• Exercise directions: Your task is to filter the data below down to the lines holding "flowering".

• Extracted entries:
+ + + + +
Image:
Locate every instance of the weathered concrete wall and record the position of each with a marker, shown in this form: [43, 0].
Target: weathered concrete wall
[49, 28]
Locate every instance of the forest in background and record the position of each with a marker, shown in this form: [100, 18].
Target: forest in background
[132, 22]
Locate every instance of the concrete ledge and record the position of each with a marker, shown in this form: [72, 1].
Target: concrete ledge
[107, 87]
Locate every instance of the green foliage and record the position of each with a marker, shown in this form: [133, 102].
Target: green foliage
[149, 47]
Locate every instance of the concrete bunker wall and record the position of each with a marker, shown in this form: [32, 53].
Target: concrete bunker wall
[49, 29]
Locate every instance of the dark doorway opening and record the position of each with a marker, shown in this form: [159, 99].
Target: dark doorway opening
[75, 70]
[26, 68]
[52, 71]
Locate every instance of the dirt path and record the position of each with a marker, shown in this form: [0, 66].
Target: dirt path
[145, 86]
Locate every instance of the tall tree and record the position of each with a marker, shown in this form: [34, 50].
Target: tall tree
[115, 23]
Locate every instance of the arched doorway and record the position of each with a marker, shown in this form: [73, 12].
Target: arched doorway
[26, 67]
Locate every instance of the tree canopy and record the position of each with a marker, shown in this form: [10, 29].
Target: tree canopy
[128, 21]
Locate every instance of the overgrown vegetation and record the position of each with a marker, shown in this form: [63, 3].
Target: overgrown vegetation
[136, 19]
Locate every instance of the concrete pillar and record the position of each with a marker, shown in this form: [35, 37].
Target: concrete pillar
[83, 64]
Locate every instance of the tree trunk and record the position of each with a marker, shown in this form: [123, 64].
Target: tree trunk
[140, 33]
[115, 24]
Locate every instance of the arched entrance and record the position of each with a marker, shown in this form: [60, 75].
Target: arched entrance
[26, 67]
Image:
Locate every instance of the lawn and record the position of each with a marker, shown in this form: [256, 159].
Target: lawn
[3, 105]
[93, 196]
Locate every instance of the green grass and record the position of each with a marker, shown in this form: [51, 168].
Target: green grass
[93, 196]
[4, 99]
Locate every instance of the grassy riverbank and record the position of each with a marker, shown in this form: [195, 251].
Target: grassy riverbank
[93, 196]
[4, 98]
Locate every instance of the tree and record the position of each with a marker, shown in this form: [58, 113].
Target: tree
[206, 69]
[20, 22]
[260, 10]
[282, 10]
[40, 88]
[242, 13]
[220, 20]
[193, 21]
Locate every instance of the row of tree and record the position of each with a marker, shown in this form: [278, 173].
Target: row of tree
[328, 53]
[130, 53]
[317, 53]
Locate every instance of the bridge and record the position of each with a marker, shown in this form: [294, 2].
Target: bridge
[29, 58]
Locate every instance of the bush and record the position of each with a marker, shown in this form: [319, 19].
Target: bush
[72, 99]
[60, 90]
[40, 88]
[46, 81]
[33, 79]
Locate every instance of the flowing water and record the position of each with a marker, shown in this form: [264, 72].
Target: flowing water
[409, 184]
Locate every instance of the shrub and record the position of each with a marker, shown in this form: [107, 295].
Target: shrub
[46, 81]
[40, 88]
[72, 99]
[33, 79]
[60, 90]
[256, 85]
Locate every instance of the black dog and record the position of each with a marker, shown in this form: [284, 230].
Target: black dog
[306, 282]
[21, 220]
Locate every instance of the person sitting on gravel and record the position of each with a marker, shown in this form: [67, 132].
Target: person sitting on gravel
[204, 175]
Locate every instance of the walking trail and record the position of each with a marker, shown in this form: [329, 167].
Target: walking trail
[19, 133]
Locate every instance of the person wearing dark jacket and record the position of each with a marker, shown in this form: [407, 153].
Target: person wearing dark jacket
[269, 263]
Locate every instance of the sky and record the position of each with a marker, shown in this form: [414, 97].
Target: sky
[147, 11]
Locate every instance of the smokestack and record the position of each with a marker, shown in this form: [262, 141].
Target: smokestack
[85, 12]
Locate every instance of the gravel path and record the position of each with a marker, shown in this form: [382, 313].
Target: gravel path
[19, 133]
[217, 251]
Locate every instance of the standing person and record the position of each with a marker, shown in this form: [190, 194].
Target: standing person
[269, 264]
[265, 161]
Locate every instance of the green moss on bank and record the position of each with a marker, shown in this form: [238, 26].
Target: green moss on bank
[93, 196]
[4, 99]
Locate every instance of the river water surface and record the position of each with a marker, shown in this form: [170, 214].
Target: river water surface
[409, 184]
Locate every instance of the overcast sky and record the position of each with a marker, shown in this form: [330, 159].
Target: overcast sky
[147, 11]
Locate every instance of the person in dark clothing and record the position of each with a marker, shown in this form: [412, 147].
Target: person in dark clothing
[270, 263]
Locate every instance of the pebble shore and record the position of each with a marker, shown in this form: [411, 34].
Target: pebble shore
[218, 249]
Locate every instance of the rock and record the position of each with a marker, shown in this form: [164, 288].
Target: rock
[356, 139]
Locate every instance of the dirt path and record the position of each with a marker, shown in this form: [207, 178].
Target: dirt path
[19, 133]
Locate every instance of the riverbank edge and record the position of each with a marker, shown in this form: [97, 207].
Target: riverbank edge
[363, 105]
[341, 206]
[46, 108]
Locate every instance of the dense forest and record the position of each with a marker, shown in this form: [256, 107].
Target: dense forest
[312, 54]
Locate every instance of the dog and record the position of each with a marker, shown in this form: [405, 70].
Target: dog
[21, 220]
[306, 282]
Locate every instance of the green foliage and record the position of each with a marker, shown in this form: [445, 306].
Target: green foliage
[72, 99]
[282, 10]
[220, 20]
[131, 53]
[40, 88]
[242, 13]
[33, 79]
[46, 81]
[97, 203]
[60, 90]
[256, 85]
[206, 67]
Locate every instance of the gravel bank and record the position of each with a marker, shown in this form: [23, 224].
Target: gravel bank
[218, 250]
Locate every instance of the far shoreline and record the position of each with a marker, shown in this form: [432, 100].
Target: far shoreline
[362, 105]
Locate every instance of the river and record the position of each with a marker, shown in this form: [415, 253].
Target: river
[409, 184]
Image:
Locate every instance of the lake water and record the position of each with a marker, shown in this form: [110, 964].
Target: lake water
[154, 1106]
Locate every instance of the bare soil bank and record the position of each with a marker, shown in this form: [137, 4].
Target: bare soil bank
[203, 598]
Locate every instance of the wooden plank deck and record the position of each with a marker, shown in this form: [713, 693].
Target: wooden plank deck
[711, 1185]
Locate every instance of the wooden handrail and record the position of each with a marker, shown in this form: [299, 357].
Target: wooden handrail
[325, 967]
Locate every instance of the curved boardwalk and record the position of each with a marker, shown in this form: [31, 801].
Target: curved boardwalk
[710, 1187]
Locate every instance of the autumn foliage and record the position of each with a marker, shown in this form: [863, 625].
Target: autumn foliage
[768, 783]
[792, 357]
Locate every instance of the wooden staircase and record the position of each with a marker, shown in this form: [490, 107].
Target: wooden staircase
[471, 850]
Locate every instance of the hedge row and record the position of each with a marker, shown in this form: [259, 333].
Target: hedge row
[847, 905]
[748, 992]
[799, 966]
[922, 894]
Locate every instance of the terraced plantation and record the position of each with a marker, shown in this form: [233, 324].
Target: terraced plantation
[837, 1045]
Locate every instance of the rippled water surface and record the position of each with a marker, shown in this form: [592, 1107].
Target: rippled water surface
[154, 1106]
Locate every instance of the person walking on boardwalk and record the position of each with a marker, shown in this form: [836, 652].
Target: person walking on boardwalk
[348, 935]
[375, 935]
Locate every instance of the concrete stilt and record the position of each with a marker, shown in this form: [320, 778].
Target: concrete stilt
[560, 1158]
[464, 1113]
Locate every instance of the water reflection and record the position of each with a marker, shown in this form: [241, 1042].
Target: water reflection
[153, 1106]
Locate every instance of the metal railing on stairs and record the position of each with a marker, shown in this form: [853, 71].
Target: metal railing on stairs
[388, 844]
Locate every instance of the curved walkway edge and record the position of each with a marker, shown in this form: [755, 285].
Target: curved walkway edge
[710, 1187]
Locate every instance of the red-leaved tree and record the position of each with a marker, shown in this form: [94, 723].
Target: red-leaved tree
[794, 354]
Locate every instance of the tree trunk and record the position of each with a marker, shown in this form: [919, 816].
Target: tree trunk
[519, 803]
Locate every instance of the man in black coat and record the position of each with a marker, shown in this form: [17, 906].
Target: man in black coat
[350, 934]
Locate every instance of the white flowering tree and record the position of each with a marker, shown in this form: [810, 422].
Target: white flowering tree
+ + + + +
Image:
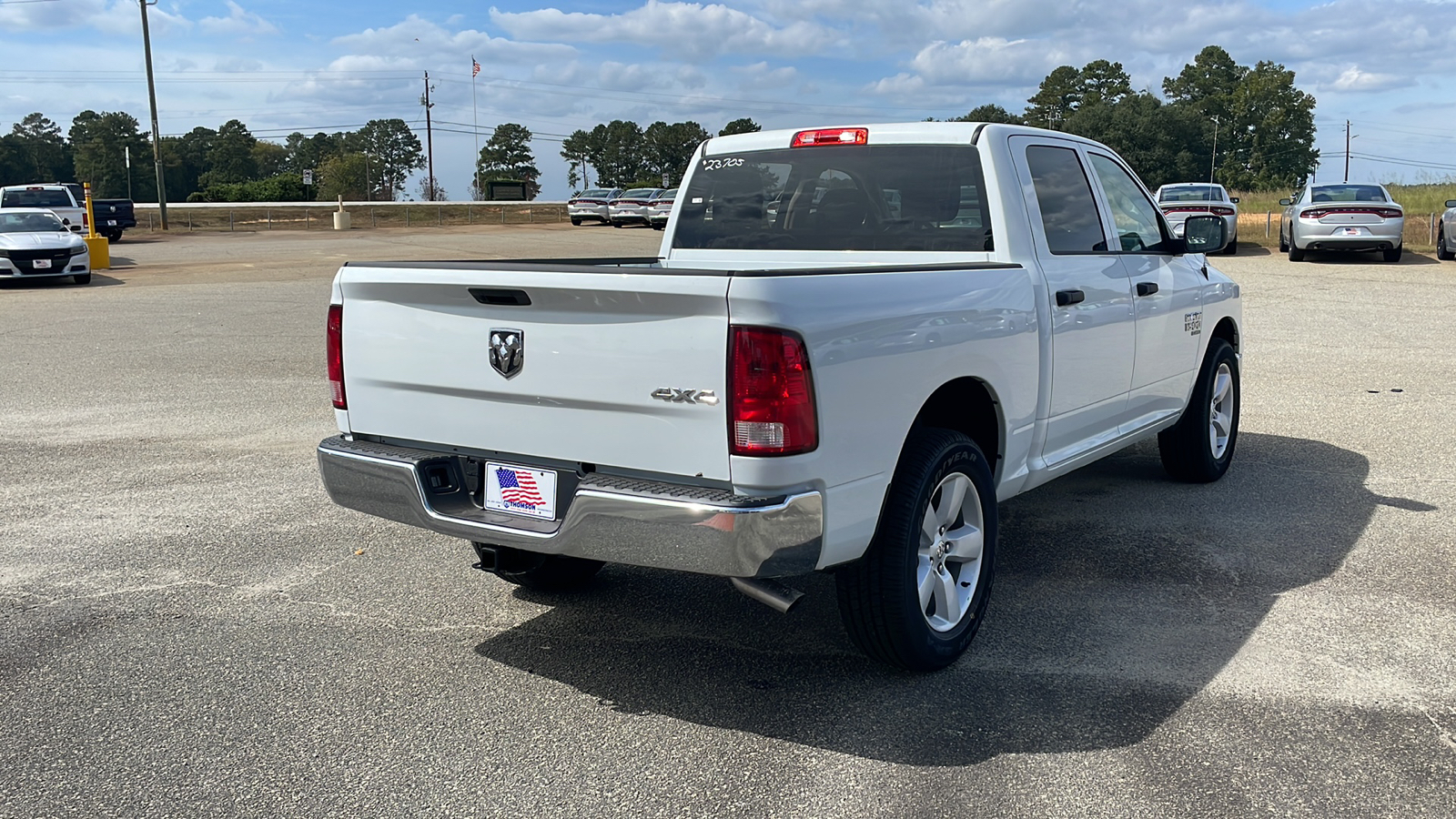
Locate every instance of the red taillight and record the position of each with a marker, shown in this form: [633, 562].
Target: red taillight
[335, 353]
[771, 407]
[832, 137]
+ + + + +
• Answer below:
Locate every instance of the white flowering tree and record the position of each with a marker, shown in this form: [810, 422].
Target: white flowering tree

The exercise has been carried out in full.